■ YOUR TASK
Reproduce, unchanged, the stretch of rows from their start through the line that contains "Trace every instance of the shoreline".

Collected data entries
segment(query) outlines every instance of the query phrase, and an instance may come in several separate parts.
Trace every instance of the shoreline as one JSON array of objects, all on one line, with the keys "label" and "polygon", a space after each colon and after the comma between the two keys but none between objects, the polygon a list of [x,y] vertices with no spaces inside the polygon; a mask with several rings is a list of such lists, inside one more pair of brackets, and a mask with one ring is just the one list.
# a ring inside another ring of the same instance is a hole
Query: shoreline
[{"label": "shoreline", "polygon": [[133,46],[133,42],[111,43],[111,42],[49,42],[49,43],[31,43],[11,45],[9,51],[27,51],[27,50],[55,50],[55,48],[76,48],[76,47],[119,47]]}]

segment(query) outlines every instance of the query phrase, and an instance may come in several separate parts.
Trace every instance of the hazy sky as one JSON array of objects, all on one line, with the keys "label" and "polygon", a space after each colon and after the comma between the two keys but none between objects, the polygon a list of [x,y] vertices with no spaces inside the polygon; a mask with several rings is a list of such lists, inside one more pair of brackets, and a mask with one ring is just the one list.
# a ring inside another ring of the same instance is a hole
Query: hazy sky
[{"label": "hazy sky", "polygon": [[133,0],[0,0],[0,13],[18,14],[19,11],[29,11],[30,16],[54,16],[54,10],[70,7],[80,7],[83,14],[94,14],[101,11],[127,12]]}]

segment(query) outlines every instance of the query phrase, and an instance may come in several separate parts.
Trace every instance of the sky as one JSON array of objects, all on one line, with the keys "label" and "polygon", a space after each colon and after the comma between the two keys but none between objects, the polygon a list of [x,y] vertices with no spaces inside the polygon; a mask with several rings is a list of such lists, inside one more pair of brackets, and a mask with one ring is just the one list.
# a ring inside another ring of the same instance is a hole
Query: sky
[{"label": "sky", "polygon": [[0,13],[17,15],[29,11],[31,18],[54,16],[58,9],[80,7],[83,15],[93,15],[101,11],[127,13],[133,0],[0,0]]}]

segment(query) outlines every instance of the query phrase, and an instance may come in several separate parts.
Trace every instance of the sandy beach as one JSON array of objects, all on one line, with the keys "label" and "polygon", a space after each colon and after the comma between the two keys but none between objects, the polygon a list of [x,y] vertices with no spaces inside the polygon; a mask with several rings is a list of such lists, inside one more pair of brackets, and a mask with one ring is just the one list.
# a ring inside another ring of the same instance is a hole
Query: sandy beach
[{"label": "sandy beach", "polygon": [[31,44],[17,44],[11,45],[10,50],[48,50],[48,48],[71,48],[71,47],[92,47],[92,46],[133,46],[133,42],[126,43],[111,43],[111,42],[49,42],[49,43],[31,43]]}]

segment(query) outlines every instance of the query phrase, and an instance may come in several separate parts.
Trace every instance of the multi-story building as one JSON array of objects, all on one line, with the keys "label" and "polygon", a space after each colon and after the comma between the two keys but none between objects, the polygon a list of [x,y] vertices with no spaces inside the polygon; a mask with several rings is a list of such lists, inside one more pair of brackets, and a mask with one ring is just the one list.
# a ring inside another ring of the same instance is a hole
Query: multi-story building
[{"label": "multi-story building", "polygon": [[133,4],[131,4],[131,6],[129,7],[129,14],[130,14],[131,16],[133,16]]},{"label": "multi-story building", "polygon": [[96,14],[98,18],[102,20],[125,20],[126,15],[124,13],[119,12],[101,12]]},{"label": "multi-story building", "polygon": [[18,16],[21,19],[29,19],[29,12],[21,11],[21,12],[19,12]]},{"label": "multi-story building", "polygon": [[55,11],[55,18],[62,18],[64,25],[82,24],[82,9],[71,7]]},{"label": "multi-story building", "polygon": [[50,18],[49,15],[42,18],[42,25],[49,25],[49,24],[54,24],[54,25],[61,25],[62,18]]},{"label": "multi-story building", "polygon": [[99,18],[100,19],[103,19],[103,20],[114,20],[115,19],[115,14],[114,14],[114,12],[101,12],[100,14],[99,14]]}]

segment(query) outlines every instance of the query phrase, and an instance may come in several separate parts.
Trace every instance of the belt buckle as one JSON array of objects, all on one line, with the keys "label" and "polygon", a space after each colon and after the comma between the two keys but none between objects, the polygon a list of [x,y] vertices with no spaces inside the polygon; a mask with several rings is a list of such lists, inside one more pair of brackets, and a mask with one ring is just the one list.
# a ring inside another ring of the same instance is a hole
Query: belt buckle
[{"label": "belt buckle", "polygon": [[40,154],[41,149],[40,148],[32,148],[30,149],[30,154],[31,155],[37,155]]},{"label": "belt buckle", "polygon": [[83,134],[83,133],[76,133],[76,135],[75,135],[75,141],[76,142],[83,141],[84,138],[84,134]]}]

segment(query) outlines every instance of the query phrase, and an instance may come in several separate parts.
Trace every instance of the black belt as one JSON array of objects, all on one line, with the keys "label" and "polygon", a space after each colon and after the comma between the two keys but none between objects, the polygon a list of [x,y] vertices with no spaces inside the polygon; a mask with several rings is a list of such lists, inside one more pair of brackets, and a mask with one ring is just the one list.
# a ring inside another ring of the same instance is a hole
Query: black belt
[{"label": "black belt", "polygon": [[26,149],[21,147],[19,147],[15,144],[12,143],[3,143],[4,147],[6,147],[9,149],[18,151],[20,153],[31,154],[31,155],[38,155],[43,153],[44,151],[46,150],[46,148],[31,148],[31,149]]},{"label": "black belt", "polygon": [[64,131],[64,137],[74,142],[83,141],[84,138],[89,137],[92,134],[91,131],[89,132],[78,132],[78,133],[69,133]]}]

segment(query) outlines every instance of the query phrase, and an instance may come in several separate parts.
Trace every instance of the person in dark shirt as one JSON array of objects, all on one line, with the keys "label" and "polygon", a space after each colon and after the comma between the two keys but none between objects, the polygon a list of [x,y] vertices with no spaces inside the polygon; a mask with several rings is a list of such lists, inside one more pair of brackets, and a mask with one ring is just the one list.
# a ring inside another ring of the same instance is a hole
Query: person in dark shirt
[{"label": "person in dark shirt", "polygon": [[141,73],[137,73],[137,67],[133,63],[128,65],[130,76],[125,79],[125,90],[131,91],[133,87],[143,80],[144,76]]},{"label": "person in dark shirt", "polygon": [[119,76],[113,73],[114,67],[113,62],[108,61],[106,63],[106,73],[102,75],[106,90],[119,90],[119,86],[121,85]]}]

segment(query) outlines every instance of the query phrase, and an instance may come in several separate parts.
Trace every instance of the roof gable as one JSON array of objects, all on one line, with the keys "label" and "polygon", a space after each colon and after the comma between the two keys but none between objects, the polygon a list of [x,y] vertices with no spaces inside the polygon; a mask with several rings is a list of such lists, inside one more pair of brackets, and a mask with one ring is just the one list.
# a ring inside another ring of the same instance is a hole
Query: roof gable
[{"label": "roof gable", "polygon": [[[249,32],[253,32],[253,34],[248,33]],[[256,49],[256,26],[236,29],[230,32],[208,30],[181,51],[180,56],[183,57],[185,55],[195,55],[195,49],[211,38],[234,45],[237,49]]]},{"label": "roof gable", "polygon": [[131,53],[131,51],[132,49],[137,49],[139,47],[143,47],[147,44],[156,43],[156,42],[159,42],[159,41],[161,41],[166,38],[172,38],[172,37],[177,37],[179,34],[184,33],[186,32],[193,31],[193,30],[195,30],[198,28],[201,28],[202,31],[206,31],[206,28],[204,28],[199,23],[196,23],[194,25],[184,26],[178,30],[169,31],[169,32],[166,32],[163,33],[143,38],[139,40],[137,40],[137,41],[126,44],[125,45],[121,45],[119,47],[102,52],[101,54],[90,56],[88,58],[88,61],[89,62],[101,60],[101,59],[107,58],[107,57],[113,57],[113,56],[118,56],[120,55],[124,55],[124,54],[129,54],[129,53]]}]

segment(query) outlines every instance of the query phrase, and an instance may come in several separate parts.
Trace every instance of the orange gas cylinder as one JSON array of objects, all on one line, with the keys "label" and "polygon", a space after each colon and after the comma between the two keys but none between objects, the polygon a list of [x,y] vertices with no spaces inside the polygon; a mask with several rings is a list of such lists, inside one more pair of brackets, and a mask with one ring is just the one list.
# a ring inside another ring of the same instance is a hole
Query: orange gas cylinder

■ TASK RESPONSE
segment(query) outlines every instance of the query phrase, and an instance may come in several separate parts.
Trace every instance of the shoreline as one JSON array of objects, all on one line, with the keys "label" and "polygon", a space after each colon and after the comma between the two keys but none between objects, the polygon a list of [x,y] vertices with no spaces inside the polygon; a mask with several rings is a list of such lists, inside one more pair of brackets, and a mask with one ring is just the one list.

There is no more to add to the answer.